### Text provided
>>

Many wqaf institutions simply do not have the funds to develop new capacity while keeping their existing work going on. Waqf assets, through the issuance of sukuk (Islamic bond), offer an alternative investment. Most important point is that sukuk as a product is linked the returns and cash flows of the financing to the assets purchased, or the returns generated from an asset purchased. Therefore, sukuk can be used as a tool to finance for development of the waqf properties. The main objective is to provide long-term support with a focus on building capabilities and showing results.
There are several types of sukuk but two, ijara sukuk and musharakah sukuk, are most popular in the real estate financing and for creating funds for construction of new complexes. The development of waqf assets through the issuance of sukuk may be most suitable by using the musharakah financing principle, due to three elements: i) it represents new source of funds on basis of profit and loss-sharing; ii) it is vital to developing awqaf lands; and iii) there is a great deal of surplus cash sitting in Islamic financial institutions.

<<

### Collected material
>>

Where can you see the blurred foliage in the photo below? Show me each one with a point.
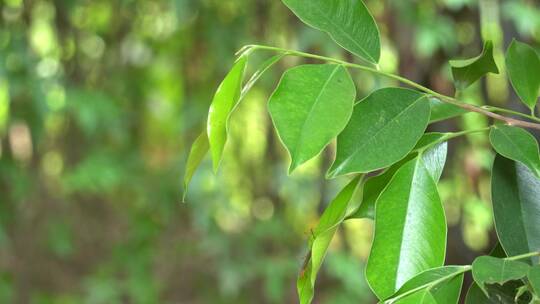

<<

### Work item
Answer these questions from the text on waqf assets and sukuk:
1. What do many waqf institutions not have the funds to do?
2. Which two types of sukuk are most popular in real estate financing?
3. Which financing principle may be most suitable for developing waqf assets through the issuance of sukuk?

### Exercise result
1. Develop new capacity while keeping their existing work going on.
2. Ijara sukuk and musharakah sukuk.
3. The musharakah financing principle.